- **TRECHO DA PÁGINA**
Radiohead encanta fãs no Brasil e mostra que não tem público para estádios
Thom Yorke promovendo viagens sonoras no Brasil [Foto: Vinicius Pereira] |
O Radiohead encerrou sua passagem pelo Brasil no domingo, dia 22, com um show memorável no Allianz Parque em São Paulo. Em toda a sua história, foi apenas a segunda passagem da banda inglesa pelo país, matando a saudade de fãs que compareceram ao evento de 2009 e emocionando tantos outros que puderam conferir o potencial do grupo no palco pela primeira vez.
O Soundhearts Festival tomou o cuidado de rechear o dia da
apresentação do Radiohead com outras atrações, como o grupo de música oriental
Junun [com participação de Jonny Greenwood] e o DJ e produtor Flying Lotus,
além da banda brasileira Aldo The Band. Foram todas atrações alternativas,
nenhuma grande conhecida do público e nem dotada do mesmo hype que a reunião dos
Los Hermanos teve em 2009, ajudando a vender ingressos para o show da banda de
Thom Yorke na época. E mais uma vez o Radiohead provou ser uma megabanda, dona
de uma megaestrutura, mas sem público de mesmo porte no país.
As arquibancadas do estádio do Palmeiras e a pista premium só foram ficar visivelmente cheias
perto da hora do show da banda principal. Boa parte do público ignorou o
caráter de festival do Soundhearts e não deu chance para outras atrações, que
mereciam atenção.
O Radiohead, que subiu ao palco pouco depois das 20h,
impressionou pela qualidade do som, pela energia da banda ao vivo, pelo
incrível jogo de luzes e utilização do telão oval. A delicada “Daydreaming”
abriu o show transformando o palco em um diamante, graça a um belo jogo de
luzes difusas e projeções etéreas. “Ful Stop”, logo na sequência, mostrou a
faceta de som mais denso do grupo, empolgando desde os primeiros acordes. “Weird
Fishes/Arpeggi” fizeram o público mostrar empolgação, gritando junto do backing vocal de Ed O’Brien, criando um
dos melhores momentos de interação da plateia com a banda. Hits como “Let Down”

- **TAREFAS**
1: Reescreva em forma de lista o parágrafo do trecho da página que começa com "O Soundhearts Festival tomou o cuidado", mantendo os fatos principais.
2: De acordo com o trecho da página, qual música abriu o show do Radiohead?
3: Extraia do trecho da página a parte que começa em "O Soundhearts Festival" e segue até "mereciam atenção.".

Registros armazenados
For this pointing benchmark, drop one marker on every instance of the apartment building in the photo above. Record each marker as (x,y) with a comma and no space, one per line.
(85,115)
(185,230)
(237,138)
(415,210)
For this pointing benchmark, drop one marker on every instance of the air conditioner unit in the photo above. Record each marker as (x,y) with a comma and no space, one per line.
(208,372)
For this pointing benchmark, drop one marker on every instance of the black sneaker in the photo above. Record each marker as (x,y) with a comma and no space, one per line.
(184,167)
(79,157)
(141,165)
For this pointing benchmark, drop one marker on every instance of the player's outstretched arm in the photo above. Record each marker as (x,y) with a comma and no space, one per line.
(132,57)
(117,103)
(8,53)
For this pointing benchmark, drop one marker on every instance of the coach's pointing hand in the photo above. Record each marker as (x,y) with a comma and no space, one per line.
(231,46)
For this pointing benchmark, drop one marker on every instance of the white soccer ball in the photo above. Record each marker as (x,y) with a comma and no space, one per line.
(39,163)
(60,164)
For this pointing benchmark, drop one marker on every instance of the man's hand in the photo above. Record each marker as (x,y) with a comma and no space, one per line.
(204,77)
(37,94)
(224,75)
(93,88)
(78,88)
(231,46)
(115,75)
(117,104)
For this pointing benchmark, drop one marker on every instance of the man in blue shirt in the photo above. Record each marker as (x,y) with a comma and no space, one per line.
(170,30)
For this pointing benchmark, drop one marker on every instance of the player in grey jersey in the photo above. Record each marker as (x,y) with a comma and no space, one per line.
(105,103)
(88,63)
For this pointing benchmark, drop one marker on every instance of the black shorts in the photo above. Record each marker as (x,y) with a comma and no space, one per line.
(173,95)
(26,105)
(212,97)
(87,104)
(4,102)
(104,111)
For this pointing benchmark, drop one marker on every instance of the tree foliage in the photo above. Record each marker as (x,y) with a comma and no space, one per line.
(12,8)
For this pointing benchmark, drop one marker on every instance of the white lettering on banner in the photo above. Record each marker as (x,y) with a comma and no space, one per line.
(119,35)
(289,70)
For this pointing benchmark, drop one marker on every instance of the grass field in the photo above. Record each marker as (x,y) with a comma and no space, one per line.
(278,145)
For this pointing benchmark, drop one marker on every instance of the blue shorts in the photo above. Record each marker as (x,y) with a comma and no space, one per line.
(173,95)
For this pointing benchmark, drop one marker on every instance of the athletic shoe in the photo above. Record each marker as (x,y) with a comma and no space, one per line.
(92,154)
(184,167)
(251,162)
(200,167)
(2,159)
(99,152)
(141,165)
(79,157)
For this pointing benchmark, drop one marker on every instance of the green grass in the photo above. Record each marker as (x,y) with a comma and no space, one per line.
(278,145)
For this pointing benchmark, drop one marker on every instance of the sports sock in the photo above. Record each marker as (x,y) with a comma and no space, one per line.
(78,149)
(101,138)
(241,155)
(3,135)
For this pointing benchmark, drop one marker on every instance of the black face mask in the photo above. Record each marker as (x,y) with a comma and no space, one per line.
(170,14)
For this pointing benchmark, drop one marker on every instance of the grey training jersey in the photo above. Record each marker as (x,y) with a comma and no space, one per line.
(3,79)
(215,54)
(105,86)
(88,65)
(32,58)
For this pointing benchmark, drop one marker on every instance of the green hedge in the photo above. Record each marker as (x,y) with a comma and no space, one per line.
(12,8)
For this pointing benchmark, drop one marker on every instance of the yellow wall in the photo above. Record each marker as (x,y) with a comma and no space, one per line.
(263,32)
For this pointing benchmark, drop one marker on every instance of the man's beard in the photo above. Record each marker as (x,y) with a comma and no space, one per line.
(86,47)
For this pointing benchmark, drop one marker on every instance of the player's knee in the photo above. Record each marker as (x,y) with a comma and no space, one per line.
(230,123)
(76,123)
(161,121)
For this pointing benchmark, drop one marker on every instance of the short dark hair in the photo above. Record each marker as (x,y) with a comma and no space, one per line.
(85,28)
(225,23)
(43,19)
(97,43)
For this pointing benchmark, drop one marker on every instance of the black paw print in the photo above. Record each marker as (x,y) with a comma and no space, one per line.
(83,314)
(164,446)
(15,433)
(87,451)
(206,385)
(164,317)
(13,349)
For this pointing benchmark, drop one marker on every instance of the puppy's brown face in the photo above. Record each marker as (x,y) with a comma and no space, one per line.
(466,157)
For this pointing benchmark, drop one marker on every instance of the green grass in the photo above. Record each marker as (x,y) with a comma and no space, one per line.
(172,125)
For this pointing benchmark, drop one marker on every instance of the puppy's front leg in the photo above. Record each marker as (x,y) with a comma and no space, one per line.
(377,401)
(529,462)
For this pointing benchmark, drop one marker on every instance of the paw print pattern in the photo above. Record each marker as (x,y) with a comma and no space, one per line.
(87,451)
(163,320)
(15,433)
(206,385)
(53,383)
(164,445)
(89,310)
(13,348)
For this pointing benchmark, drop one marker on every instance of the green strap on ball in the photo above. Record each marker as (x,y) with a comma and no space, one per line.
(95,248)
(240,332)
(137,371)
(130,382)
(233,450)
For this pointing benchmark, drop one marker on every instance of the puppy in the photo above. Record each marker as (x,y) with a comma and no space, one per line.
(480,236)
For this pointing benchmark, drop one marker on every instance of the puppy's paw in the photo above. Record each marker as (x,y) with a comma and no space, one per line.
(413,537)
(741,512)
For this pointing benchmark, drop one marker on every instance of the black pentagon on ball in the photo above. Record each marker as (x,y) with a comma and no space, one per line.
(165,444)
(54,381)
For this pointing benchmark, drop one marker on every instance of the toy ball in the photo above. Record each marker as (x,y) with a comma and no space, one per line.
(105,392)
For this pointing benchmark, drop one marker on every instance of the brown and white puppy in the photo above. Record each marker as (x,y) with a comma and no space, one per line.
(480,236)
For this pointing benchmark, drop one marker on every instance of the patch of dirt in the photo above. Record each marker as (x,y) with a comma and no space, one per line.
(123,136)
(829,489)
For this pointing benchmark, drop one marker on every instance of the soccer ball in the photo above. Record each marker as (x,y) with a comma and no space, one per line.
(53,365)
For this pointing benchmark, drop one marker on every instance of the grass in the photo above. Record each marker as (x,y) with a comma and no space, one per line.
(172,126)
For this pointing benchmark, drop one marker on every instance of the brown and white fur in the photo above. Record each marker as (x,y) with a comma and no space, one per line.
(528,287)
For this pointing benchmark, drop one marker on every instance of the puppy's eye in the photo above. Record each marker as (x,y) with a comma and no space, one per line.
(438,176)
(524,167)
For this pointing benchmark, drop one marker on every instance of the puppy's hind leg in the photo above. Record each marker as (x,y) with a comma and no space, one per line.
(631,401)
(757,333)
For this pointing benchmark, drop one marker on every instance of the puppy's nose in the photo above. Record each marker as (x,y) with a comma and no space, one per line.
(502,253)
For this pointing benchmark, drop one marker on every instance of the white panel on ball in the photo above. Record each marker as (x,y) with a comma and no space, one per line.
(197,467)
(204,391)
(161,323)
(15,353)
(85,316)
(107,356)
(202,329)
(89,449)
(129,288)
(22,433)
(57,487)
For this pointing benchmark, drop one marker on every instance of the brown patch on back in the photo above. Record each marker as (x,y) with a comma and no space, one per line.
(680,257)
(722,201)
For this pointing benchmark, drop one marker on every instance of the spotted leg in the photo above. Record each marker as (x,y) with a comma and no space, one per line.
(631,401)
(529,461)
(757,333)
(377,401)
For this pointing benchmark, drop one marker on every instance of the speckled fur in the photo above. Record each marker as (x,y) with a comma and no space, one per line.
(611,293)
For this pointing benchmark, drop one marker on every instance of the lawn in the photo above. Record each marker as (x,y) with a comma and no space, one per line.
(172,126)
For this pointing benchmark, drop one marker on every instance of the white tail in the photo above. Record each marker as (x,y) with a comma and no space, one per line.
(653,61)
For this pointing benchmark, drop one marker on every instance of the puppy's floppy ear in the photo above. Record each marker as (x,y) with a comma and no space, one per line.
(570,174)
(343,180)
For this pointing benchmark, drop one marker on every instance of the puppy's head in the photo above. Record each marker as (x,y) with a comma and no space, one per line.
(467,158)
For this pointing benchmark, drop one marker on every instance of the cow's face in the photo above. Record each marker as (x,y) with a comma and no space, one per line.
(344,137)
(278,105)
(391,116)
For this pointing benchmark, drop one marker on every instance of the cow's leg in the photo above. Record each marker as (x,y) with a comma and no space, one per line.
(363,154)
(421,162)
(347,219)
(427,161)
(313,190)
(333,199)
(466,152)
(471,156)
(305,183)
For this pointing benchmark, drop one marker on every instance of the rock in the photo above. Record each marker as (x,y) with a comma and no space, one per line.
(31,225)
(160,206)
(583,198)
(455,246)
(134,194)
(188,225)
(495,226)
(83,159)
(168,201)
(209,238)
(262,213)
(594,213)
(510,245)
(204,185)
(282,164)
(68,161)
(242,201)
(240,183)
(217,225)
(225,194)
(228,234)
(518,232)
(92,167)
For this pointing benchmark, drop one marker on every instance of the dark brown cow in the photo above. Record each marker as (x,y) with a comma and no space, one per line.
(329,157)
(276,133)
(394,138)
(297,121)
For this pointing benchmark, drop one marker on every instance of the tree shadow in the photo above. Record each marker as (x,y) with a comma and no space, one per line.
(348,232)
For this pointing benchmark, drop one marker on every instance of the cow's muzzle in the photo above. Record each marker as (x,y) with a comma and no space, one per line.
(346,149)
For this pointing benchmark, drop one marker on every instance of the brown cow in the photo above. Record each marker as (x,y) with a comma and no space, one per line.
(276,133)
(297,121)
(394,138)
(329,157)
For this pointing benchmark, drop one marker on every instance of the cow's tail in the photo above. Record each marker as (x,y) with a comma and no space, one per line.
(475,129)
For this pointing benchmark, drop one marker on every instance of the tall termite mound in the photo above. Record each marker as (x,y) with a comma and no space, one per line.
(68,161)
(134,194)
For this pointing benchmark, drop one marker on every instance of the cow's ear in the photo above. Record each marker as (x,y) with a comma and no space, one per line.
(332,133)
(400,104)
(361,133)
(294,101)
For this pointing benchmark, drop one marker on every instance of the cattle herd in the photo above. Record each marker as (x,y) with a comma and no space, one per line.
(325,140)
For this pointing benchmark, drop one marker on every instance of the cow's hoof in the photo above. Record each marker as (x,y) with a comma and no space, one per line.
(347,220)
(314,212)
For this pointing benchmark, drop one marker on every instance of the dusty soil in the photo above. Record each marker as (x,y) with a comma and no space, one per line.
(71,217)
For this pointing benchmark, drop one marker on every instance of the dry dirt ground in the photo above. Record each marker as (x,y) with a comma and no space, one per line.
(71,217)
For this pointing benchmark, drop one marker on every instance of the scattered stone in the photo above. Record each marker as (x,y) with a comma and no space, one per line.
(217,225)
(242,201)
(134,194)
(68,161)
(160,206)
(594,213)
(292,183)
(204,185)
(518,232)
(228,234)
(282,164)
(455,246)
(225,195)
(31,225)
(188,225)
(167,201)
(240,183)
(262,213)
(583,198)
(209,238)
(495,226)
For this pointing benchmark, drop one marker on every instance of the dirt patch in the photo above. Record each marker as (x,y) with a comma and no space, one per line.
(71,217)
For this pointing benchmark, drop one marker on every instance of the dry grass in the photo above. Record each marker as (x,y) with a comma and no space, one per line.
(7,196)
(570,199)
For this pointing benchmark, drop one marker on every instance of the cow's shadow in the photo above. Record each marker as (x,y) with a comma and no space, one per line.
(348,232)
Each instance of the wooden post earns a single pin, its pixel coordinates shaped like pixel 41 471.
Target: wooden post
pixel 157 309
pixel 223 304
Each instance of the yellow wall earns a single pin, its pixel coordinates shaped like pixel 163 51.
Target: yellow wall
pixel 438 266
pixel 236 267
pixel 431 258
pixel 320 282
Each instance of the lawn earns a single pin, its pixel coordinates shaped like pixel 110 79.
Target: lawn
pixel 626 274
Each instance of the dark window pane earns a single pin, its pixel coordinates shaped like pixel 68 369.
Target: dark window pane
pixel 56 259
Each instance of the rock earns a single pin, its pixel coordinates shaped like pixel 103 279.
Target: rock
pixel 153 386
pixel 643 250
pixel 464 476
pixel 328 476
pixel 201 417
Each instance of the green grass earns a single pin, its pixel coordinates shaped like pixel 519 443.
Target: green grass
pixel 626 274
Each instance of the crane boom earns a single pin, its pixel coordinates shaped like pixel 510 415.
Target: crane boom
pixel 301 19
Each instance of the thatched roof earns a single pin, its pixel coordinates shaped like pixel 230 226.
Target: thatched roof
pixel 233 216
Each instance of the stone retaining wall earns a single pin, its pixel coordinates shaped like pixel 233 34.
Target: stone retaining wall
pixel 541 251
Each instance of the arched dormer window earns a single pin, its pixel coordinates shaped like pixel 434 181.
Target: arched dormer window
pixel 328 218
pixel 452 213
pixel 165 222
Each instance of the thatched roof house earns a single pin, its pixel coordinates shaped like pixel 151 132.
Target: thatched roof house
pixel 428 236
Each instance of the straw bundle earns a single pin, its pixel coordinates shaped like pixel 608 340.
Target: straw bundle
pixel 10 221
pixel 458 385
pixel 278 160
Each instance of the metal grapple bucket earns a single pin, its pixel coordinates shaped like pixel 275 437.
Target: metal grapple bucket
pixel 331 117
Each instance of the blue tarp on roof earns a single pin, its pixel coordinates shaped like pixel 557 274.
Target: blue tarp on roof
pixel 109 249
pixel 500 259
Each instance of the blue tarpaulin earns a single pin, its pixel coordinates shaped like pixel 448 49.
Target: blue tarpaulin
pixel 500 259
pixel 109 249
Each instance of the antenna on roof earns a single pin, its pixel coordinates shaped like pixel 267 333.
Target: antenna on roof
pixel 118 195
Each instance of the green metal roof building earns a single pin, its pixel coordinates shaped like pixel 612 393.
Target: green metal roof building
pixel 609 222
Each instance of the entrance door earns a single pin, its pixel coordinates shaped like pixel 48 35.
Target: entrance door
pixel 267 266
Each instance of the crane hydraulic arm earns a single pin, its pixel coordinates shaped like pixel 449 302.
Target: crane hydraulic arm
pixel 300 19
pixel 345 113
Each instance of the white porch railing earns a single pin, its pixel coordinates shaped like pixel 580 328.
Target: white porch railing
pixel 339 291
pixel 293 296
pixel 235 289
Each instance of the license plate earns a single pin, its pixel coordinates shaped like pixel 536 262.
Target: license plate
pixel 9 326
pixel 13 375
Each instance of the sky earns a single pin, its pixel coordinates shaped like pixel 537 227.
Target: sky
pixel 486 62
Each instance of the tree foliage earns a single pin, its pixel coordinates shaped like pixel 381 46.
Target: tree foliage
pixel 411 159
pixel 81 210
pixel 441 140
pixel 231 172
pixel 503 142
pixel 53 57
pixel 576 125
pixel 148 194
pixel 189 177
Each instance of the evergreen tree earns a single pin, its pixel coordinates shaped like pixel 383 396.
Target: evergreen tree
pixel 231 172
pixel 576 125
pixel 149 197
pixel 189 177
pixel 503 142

- **RESPOSTAS**
1:
- O Soundhearts Festival incluiu outras atrações no dia do show do Radiohead: o grupo de música oriental Junun (com participação de Jonny Greenwood), o DJ e produtor Flying Lotus e a banda brasileira Aldo The Band.
- Todas eram atrações alternativas. Nenhuma era muito conhecida do público nem tinha o hype da reunião dos Los Hermanos em 2009, que na época ajudou a vender ingressos para o show do Radiohead.
- O Radiohead provou de novo ser uma megabanda, com uma megaestrutura, mas sem público do mesmo porte no país.

2: A delicada "Daydreaming" abriu o show.

3:
O Soundhearts Festival tomou o cuidado de rechear o dia da
apresentação do Radiohead com outras atrações, como o grupo de música oriental
Junun [com participação de Jonny Greenwood] e o DJ e produtor Flying Lotus,
além da banda brasileira Aldo The Band. Foram todas atrações alternativas,
nenhuma grande conhecida do público e nem dotada do mesmo hype que a reunião dos
Los Hermanos teve em 2009, ajudando a vender ingressos para o show da banda de
Thom Yorke na época. E mais uma vez o Radiohead provou ser uma megabanda, dona
de uma megaestrutura, mas sem público de mesmo porte no país.
As arquibancadas do estádio do Palmeiras e a pista premium só foram ficar visivelmente cheias
perto da hora do show da banda principal. Boa parte do público ignorou o
caráter de festival do Soundhearts e não deu chance para outras atrações, que
mereciam atenção.